Shape boundary entries:
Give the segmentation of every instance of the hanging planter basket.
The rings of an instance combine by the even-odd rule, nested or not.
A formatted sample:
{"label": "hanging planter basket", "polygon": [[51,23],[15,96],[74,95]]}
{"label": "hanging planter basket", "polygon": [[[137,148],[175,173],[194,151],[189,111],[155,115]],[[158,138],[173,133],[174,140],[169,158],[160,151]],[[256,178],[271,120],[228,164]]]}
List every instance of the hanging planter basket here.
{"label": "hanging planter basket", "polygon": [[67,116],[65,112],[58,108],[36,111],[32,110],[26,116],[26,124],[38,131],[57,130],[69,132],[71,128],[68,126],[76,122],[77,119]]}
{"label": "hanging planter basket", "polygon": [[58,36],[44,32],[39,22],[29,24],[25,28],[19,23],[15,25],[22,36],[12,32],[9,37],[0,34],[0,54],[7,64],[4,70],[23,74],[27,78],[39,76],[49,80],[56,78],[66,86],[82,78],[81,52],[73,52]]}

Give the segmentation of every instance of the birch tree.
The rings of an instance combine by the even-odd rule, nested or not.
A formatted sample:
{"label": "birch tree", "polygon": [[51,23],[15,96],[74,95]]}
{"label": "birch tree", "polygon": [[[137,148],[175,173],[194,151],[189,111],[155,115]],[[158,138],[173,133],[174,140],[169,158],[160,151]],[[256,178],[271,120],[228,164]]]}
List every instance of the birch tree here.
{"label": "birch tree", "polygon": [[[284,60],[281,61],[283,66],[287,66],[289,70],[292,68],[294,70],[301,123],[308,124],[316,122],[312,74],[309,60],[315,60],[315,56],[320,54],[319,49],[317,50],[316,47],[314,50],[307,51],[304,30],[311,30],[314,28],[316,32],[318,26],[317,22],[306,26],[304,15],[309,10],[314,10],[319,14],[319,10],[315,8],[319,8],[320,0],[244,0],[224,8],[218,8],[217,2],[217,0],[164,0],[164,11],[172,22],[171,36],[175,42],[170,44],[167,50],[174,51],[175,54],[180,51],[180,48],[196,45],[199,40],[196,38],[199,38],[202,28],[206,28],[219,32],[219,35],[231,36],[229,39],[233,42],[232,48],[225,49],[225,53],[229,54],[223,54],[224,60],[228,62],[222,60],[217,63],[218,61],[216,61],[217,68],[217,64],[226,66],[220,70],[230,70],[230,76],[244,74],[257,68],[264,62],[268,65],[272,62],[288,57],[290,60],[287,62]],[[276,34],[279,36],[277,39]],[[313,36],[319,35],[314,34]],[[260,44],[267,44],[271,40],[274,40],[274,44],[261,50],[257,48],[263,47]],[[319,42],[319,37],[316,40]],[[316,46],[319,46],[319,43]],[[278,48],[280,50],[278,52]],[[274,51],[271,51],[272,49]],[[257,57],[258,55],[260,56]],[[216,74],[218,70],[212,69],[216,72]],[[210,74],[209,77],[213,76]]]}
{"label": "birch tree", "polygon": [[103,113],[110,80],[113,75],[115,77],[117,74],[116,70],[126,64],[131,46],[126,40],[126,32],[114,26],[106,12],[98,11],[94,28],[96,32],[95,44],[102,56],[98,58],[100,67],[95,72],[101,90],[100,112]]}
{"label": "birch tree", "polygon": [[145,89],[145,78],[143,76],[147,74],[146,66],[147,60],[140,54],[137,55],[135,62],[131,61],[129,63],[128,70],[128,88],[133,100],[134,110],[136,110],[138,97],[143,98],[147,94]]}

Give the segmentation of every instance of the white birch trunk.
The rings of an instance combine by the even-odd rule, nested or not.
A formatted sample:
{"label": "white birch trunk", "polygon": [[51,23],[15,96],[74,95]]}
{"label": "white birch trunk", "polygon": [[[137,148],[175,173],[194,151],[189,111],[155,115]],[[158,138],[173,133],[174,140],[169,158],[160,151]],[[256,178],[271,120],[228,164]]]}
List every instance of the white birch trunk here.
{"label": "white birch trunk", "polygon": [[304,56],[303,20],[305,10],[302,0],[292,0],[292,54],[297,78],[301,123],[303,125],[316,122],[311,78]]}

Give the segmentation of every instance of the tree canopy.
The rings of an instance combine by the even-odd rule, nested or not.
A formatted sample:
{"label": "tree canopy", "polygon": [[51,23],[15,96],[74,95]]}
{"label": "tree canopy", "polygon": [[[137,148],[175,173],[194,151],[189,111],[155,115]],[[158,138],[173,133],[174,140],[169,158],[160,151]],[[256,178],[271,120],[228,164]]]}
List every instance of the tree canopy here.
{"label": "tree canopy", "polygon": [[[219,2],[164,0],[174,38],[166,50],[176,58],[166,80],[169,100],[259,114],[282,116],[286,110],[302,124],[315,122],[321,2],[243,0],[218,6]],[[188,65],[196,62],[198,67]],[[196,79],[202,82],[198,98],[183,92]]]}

▶ _WHAT IS REQUIRED_
Rewrite the lines of the material from the one that contains "Give the segmentation of every instance of the birch" through the one that contains "List every instance of the birch tree here.", putting "silver birch" wherever "birch tree" appears and leaving everything else unchanged.

▶ _REPLY TO THE TASK_
Give the segmentation of every instance of the silver birch.
The rings of an instance combine by the even-odd rule, nested or not.
A formatted sample:
{"label": "silver birch", "polygon": [[51,23],[15,96],[74,95]]}
{"label": "silver birch", "polygon": [[[137,148],[175,173],[194,151],[189,111],[155,115]],[[158,138],[173,133],[174,140],[169,158],[160,151]],[[256,178],[271,120],[228,164]]]}
List every instance of the silver birch here.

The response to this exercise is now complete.